→ **Source data**:
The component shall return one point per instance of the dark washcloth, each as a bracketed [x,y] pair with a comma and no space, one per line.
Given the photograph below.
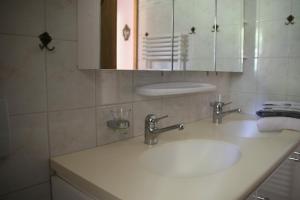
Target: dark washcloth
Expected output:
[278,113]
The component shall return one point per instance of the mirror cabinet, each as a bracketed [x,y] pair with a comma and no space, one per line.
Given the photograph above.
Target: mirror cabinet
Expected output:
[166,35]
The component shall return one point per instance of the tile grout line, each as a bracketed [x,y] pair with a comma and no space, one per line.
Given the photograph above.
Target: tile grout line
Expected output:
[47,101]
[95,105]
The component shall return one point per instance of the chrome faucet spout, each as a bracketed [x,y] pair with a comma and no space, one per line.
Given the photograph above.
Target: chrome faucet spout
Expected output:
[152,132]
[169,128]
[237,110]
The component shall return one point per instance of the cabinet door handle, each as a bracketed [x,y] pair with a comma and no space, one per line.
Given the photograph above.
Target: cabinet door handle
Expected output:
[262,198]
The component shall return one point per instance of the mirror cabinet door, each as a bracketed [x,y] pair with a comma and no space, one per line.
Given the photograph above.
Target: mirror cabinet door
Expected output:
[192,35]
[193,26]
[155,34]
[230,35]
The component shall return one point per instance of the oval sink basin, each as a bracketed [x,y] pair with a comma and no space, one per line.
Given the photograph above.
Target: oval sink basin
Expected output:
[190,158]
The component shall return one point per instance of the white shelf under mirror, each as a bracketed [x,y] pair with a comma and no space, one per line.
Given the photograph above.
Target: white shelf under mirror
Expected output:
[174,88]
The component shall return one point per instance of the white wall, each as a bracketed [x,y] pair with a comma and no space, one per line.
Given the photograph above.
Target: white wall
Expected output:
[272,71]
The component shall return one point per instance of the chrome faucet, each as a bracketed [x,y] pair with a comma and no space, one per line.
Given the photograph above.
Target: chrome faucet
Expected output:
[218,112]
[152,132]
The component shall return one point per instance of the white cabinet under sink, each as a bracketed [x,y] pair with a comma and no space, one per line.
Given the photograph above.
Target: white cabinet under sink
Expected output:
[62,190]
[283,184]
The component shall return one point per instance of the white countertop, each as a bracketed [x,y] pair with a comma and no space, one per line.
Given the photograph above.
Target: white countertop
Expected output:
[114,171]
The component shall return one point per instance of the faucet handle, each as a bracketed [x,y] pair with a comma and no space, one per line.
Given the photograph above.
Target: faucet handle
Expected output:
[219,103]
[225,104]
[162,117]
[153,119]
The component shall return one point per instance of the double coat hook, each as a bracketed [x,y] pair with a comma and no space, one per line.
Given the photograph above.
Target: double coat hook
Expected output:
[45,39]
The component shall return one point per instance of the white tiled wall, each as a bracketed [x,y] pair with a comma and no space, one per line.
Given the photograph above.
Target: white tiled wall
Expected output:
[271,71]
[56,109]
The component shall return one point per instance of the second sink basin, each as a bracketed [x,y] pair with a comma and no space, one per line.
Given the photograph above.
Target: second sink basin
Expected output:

--

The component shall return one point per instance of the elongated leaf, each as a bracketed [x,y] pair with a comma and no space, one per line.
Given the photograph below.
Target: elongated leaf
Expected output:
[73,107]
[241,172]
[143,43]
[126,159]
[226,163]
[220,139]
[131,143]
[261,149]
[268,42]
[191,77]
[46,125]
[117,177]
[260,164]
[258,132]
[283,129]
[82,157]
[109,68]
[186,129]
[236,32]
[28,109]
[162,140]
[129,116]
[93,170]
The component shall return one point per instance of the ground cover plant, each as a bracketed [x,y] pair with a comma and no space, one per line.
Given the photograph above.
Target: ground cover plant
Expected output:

--

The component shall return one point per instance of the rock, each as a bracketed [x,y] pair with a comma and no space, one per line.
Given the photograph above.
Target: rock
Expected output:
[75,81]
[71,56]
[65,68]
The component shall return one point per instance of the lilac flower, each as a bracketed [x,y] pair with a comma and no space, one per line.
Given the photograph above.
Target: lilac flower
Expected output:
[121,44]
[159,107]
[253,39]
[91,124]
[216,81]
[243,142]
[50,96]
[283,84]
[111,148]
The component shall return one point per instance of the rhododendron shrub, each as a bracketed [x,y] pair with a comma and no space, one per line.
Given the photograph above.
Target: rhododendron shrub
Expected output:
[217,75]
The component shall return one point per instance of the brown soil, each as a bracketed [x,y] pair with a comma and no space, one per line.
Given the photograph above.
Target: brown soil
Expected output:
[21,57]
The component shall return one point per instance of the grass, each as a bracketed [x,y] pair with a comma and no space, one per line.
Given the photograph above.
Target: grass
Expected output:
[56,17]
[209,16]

→ **Task statement**: Look through the entries above; copy every line holding the string "sink".

→ **Reply to the exercise**:
The component shall return one point per instance of the oval sink basin, each as a bracketed [x,y] pair with a comma and no space, one per line.
Target: oval sink basin
The component shall return one point per instance of the white cabinet under sink, each as a bracketed [x,y] pair with a comma and no space, one per line.
Target: white cabinet under sink
The component shall return one point per instance of the second sink basin, each as a bracketed [x,y] pair with a comma and no space, one per line.
Target: second sink basin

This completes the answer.